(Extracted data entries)
--

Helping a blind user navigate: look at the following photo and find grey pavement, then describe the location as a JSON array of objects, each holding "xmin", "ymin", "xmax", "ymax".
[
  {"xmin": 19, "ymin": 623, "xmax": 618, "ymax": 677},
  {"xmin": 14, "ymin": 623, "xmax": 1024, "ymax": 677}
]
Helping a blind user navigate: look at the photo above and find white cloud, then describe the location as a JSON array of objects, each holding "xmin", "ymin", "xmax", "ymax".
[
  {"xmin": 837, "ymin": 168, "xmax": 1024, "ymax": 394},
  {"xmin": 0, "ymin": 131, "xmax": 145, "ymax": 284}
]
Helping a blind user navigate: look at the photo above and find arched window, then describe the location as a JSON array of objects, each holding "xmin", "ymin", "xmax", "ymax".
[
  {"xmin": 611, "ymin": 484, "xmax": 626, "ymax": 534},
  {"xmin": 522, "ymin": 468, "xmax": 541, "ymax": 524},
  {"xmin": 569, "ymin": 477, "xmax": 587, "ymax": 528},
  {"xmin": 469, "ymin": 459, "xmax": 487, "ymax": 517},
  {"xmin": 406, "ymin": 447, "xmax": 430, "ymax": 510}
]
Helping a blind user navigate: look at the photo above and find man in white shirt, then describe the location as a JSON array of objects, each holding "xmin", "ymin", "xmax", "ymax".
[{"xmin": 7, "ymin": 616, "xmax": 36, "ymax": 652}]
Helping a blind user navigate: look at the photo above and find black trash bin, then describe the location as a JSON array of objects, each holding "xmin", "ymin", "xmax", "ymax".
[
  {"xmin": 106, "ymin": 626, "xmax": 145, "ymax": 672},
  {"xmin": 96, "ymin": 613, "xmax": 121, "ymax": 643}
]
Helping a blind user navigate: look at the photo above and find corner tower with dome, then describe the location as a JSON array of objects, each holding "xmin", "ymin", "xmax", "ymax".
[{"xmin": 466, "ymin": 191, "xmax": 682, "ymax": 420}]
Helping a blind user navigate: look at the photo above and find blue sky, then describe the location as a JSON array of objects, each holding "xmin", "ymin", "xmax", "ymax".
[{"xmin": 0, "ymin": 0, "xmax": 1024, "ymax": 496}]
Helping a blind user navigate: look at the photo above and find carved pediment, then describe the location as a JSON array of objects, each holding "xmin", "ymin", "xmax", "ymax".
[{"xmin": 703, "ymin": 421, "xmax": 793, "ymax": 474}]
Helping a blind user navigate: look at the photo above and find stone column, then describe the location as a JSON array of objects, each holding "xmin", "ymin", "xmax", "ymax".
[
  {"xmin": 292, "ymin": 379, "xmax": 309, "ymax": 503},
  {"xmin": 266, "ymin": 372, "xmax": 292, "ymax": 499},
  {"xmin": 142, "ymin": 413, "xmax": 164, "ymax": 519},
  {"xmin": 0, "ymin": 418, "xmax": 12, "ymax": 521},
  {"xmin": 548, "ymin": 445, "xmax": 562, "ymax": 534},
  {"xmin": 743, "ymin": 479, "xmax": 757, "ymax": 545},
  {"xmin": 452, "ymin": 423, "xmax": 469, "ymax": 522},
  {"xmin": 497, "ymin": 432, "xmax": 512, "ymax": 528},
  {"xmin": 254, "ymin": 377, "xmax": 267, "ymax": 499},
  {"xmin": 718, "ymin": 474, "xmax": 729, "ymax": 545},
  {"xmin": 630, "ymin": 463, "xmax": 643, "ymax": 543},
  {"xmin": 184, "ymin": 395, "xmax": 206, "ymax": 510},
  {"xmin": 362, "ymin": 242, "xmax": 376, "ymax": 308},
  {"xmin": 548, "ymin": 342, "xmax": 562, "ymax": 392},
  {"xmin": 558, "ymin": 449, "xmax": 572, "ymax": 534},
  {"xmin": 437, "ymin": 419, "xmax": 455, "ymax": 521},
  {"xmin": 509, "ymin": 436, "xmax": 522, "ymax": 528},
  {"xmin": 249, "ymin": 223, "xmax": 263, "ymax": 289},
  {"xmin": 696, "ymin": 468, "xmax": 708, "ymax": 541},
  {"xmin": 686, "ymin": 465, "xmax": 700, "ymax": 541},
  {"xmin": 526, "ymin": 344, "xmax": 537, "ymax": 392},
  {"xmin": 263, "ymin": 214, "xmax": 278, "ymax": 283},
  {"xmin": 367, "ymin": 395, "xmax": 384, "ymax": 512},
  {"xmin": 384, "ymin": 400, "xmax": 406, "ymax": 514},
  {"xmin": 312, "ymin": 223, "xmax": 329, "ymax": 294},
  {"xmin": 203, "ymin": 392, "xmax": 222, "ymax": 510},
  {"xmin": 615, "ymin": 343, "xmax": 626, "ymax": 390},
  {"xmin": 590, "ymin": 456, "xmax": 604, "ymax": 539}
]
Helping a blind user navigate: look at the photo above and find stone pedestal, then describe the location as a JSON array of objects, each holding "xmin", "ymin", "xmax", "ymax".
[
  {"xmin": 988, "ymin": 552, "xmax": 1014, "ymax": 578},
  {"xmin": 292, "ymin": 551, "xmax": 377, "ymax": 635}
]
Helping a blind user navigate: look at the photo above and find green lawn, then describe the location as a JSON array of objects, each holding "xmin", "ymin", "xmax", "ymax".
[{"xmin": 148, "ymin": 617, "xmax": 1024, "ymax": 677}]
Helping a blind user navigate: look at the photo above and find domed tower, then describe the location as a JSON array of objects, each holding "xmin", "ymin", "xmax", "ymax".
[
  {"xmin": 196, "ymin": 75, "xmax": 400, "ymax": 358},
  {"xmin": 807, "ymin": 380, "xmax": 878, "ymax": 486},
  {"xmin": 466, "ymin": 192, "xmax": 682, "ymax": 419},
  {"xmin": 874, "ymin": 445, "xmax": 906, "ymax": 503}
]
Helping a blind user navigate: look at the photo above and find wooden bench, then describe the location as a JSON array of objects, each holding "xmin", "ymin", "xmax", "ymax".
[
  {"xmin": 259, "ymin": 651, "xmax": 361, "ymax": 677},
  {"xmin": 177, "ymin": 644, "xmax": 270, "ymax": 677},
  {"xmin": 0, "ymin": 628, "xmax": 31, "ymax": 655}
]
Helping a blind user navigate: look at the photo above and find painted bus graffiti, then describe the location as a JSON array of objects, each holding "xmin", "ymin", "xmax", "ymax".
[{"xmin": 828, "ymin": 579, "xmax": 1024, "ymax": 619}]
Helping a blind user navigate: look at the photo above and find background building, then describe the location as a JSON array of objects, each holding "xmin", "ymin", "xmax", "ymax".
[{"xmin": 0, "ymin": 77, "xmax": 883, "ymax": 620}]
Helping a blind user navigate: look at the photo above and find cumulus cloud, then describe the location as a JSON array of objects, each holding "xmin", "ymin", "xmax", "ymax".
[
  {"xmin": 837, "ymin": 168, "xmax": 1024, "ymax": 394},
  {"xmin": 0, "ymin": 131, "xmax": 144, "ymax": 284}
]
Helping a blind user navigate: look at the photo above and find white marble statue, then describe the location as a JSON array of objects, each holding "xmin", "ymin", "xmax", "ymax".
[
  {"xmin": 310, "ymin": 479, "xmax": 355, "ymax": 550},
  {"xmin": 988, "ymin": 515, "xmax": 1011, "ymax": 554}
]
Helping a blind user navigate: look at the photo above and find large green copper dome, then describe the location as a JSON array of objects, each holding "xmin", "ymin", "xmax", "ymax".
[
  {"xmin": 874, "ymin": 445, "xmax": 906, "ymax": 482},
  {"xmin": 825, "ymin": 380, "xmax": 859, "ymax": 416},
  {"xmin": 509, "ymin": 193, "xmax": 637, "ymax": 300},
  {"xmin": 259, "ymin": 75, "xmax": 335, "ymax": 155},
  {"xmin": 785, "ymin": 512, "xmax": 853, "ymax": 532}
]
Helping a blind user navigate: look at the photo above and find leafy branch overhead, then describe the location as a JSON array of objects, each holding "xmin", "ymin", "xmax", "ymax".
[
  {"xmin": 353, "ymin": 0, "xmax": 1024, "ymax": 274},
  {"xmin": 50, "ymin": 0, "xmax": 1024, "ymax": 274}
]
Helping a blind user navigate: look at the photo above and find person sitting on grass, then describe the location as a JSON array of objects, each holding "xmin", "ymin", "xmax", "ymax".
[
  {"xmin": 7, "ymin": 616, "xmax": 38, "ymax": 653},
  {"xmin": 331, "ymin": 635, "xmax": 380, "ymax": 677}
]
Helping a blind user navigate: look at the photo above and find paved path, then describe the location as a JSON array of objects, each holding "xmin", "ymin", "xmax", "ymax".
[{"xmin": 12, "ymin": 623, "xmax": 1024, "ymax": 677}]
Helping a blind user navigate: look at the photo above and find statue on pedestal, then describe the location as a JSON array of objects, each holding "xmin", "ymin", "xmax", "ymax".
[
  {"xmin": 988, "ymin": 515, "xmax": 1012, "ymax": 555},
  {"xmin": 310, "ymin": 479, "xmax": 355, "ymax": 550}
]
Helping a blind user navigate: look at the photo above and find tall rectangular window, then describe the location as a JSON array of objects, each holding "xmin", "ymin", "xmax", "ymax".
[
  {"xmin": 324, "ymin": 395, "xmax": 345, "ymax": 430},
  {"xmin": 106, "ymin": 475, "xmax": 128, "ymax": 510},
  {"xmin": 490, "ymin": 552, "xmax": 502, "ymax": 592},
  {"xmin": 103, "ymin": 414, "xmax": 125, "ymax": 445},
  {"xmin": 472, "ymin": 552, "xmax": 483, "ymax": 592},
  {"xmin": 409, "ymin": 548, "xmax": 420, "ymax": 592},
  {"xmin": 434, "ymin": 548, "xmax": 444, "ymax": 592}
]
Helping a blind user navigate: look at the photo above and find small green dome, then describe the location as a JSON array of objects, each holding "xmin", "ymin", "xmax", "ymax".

--

Exercise description: Find every line in the rows above that contains the word "window", and copy each of those lines.

Exercise answer:
Helping a blind user navigate: look at the photo above and find arched window, then describe the location as a JSON array of objects, each holding "xmin", "ymin", "xmax", "ymax".
Helping a blind user navigate: look at the photo above and find tall rectangular window, then describe the location as a JSON array of objects, each holding "xmin", "ymin", "xmax", "ymax".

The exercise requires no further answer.